THE TASK –
Starting at the first line and stopping after the line that contains "Give the mask of the dark foreground foliage.", rewrite those lines as a JSON list of strings, one string per line, with blank lines omitted. Leave the pictures out of the answer.

INFORMATION SHOWN –
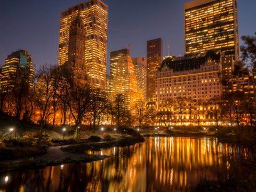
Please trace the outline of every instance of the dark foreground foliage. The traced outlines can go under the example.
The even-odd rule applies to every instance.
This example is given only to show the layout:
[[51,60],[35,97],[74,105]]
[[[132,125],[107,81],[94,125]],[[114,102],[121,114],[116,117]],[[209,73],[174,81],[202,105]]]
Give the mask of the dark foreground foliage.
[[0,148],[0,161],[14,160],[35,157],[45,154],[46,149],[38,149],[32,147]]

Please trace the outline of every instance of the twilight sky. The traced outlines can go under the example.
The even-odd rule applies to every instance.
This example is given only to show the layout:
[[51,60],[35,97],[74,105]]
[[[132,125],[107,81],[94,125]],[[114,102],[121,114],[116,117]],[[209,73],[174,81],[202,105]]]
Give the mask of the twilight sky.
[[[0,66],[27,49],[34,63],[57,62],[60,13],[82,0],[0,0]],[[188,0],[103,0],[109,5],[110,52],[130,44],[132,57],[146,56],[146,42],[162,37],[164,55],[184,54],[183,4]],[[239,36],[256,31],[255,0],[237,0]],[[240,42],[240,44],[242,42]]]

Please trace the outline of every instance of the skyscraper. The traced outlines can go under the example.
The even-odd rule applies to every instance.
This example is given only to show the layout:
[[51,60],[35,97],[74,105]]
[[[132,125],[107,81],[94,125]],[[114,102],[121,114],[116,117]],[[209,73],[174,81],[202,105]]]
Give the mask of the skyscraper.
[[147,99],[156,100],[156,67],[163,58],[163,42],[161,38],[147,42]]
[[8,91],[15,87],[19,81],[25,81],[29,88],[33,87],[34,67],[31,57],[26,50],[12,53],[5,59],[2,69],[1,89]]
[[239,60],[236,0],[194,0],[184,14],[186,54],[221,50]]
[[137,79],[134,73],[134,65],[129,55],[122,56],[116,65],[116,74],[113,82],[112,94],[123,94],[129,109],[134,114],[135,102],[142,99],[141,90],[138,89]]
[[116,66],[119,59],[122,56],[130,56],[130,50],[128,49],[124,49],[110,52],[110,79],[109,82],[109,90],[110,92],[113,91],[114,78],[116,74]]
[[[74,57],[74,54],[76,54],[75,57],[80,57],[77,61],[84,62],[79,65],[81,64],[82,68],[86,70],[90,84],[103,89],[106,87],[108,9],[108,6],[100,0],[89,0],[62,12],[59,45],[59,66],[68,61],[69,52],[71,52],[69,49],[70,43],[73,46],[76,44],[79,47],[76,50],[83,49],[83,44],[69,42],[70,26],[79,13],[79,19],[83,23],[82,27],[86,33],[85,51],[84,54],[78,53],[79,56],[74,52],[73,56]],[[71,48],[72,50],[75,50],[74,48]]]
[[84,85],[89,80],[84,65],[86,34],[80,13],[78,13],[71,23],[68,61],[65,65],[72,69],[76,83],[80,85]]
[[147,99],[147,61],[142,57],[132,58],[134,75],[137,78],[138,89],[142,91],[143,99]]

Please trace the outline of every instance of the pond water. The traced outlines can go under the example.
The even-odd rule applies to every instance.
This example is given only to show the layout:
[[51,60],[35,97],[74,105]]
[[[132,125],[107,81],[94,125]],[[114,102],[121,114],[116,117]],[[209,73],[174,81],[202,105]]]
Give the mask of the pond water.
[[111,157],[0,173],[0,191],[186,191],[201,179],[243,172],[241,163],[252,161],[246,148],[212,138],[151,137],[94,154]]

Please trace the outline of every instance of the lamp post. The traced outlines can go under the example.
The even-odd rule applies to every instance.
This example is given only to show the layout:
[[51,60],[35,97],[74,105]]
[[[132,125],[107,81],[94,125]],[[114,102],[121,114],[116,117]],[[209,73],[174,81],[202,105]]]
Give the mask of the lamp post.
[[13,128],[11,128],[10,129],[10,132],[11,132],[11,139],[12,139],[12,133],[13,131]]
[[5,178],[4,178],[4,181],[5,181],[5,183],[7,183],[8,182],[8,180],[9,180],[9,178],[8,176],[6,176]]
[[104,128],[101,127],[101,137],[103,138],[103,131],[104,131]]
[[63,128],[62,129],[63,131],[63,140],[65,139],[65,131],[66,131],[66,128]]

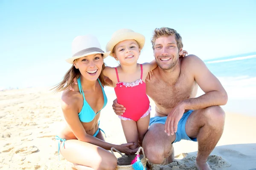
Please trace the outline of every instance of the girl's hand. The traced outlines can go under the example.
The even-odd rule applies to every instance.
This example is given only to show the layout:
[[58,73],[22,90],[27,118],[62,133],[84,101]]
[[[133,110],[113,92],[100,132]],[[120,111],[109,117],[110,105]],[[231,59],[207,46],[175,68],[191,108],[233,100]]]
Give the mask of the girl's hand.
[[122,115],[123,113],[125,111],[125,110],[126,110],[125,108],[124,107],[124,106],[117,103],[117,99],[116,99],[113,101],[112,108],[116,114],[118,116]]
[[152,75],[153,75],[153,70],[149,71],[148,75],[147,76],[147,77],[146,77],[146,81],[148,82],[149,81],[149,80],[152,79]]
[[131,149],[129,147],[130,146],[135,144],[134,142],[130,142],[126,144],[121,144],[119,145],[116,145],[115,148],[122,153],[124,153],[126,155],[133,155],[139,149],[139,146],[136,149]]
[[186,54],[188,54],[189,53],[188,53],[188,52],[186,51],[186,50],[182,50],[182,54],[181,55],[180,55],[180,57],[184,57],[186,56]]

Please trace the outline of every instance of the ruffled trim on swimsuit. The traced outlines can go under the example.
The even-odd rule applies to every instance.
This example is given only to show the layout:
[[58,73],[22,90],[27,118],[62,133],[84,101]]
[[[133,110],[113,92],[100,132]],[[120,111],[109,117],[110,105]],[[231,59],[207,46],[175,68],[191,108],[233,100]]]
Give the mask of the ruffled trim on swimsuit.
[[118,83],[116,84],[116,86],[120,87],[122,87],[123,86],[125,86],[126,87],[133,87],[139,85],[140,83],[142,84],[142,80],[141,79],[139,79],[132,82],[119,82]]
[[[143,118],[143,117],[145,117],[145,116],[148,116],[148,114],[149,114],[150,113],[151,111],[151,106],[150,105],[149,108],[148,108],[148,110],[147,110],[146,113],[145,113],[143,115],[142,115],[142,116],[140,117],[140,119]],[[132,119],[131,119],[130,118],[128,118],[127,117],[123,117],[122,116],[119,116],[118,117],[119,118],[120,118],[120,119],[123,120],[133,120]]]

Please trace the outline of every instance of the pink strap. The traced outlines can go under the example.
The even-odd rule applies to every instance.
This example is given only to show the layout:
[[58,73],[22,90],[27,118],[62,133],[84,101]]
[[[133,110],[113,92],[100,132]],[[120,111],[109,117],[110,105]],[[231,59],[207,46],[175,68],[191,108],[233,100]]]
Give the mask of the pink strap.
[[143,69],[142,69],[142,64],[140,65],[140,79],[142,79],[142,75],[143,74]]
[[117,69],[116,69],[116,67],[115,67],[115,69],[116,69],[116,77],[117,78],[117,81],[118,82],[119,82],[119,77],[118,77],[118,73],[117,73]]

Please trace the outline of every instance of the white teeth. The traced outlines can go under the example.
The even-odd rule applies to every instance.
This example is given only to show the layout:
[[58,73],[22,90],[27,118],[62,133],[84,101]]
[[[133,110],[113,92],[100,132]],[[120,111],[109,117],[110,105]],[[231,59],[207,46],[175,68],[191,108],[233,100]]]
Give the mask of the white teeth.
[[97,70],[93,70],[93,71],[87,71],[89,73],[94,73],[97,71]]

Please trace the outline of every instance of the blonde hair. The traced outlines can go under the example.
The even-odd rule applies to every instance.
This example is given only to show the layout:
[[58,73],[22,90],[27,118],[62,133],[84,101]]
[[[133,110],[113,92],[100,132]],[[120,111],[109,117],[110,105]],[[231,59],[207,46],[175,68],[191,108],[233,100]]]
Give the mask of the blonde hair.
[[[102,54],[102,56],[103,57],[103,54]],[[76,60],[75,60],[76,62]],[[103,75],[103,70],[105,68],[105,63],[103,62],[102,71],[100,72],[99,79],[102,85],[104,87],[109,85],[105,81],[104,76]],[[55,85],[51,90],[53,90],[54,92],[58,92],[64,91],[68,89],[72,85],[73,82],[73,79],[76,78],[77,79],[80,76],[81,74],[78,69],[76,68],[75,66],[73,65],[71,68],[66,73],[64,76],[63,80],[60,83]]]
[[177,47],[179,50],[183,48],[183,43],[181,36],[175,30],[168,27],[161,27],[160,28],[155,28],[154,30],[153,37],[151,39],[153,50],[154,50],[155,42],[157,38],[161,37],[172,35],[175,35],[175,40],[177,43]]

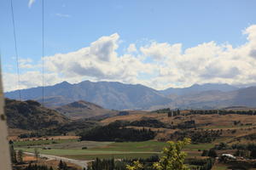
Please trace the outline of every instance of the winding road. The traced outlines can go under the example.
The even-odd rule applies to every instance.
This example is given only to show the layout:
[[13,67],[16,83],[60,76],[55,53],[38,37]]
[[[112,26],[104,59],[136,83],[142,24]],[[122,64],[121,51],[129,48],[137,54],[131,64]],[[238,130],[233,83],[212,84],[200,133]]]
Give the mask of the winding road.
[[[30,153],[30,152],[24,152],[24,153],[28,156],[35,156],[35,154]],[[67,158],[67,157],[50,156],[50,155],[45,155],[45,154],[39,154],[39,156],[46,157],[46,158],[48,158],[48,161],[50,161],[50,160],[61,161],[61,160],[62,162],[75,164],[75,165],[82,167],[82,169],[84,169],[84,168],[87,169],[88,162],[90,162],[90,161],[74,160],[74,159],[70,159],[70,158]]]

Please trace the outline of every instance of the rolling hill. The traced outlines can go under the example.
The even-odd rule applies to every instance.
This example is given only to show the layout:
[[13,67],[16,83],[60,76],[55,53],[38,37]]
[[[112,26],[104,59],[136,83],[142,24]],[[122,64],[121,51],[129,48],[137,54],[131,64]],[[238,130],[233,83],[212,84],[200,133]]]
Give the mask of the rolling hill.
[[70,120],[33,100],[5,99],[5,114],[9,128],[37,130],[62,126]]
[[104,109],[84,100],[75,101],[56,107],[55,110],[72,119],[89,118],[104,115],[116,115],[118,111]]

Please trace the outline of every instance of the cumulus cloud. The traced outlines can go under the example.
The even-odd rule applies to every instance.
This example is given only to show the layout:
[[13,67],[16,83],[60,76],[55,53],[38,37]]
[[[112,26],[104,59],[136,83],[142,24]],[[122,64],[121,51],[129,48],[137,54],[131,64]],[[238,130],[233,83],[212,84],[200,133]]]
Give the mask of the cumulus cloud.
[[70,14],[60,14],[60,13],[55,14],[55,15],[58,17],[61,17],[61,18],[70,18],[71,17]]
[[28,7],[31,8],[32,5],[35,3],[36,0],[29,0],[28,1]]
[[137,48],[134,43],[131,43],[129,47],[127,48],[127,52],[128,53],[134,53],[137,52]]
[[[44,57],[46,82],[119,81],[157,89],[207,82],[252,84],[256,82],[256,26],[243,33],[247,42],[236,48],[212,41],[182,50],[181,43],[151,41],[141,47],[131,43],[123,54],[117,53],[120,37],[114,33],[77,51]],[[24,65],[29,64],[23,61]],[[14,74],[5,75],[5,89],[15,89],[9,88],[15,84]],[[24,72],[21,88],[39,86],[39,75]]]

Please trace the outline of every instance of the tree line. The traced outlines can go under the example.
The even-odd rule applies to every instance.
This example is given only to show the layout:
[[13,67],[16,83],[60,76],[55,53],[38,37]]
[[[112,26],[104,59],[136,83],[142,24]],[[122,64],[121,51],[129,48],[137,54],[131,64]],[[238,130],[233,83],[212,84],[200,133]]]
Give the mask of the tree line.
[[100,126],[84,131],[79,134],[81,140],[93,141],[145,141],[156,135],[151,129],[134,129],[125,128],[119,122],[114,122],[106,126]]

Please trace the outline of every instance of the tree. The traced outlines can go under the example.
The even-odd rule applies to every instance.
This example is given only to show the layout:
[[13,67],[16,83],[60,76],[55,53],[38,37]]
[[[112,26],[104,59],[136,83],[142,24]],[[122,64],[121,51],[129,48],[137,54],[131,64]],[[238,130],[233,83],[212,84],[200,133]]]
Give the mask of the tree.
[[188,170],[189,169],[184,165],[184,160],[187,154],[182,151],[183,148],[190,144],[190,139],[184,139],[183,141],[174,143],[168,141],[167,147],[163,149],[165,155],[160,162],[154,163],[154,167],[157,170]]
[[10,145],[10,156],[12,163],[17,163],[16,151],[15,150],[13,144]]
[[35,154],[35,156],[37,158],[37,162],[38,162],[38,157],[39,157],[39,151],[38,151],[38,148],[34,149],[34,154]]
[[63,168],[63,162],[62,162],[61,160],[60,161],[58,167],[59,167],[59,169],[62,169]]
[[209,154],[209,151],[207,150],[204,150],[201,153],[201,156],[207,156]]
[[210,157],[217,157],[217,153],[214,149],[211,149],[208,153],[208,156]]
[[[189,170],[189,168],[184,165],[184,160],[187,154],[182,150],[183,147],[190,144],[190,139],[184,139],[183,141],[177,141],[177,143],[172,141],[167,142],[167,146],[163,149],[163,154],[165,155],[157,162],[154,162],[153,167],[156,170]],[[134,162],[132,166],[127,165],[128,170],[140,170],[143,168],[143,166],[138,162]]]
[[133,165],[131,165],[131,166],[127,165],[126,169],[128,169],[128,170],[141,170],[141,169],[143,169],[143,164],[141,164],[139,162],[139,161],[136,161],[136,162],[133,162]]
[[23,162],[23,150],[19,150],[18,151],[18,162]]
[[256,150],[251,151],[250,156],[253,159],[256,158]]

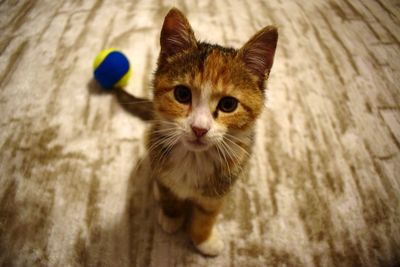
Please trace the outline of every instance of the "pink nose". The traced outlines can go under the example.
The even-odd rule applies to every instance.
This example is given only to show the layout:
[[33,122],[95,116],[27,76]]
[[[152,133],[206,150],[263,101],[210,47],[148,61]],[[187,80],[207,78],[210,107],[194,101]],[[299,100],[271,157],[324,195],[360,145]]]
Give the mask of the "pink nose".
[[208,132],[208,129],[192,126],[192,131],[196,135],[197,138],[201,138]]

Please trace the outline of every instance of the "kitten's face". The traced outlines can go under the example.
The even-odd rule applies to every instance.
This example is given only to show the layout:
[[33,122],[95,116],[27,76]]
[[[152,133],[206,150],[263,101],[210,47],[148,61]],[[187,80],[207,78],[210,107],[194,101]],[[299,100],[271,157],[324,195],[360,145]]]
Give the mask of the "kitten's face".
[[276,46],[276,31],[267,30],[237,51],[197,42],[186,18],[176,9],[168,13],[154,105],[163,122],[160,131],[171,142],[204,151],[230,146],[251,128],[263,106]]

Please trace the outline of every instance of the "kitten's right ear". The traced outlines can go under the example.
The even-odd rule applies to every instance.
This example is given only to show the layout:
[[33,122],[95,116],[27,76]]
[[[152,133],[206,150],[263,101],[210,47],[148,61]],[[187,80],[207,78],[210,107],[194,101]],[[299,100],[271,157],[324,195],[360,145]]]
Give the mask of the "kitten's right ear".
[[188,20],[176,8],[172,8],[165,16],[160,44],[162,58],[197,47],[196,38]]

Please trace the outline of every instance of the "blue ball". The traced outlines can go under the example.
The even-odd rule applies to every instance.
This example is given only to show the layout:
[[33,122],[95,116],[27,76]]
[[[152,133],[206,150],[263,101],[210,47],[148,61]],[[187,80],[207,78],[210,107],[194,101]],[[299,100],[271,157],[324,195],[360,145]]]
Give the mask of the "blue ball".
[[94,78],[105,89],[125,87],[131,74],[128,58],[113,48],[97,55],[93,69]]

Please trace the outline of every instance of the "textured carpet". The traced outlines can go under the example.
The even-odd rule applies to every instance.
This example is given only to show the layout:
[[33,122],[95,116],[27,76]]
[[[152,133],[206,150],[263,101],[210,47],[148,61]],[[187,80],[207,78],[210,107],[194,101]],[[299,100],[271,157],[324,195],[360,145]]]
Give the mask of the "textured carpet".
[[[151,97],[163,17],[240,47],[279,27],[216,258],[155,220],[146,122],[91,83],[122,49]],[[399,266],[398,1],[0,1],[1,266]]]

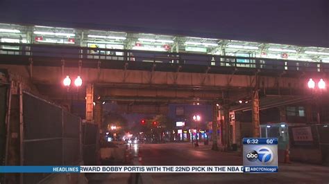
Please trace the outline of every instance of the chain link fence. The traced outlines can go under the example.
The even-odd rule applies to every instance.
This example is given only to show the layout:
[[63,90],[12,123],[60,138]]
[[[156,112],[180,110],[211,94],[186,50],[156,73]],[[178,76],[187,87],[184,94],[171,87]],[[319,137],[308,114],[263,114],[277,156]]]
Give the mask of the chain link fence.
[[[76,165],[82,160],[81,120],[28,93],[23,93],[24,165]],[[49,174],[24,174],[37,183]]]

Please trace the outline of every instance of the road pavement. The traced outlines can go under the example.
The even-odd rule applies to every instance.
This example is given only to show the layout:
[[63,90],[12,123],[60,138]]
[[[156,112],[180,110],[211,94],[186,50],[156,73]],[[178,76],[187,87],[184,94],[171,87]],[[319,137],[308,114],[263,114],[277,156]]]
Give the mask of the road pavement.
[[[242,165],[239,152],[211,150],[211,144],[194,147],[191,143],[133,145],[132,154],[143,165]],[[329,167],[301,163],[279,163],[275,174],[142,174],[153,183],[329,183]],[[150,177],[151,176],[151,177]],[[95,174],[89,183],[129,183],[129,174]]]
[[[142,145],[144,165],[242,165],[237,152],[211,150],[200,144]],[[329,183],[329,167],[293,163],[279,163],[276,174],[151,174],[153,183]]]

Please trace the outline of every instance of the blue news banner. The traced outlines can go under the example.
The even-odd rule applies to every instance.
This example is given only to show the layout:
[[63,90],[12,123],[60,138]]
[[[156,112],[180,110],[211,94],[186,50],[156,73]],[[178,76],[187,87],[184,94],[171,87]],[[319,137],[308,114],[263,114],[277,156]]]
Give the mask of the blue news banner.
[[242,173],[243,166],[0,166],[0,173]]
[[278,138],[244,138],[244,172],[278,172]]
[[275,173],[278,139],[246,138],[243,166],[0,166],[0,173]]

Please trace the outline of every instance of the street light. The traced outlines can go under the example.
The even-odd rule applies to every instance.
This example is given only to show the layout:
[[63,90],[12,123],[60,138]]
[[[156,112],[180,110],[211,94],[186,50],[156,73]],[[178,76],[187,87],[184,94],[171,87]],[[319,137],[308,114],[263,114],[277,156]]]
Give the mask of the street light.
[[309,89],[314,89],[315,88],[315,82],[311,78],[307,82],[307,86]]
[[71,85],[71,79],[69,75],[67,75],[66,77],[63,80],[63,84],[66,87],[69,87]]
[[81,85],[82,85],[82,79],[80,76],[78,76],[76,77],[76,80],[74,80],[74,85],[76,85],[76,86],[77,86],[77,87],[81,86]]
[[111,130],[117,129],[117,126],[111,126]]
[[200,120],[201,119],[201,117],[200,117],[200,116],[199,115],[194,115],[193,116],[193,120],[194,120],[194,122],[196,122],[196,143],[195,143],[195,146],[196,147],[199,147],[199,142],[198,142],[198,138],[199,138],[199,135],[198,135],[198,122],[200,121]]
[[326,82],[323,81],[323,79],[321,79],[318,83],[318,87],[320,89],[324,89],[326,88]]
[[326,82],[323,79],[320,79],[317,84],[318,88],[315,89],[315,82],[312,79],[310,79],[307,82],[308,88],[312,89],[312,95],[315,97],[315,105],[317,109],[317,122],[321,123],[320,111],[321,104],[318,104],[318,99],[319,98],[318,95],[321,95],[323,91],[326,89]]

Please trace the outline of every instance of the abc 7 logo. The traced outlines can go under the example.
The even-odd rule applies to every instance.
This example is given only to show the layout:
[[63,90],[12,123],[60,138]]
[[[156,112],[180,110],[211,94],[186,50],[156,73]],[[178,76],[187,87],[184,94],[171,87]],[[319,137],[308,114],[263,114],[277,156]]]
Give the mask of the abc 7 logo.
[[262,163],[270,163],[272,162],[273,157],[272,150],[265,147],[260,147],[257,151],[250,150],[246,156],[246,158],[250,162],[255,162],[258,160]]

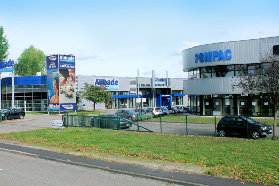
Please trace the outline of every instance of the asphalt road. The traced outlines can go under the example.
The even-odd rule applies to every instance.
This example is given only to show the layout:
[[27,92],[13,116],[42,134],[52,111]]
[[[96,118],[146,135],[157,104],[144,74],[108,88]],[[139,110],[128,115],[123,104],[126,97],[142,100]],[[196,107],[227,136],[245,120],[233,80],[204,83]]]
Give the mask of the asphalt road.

COMPLETE OUTPUT –
[
  "Please trace the outline of every instance of the dark foreground foliage. The traced outlines can go under the example.",
  "The even-odd rule applies to every instance.",
  "This example is given only to show the layout:",
  "[[51,60],[35,97],[74,105]]",
  "[[[132,125],[107,81],[94,125]],[[114,102],[121,114],[116,117]],[[209,73],[174,81],[202,105]]]",
  "Give the mask of the dark foreground foliage."
]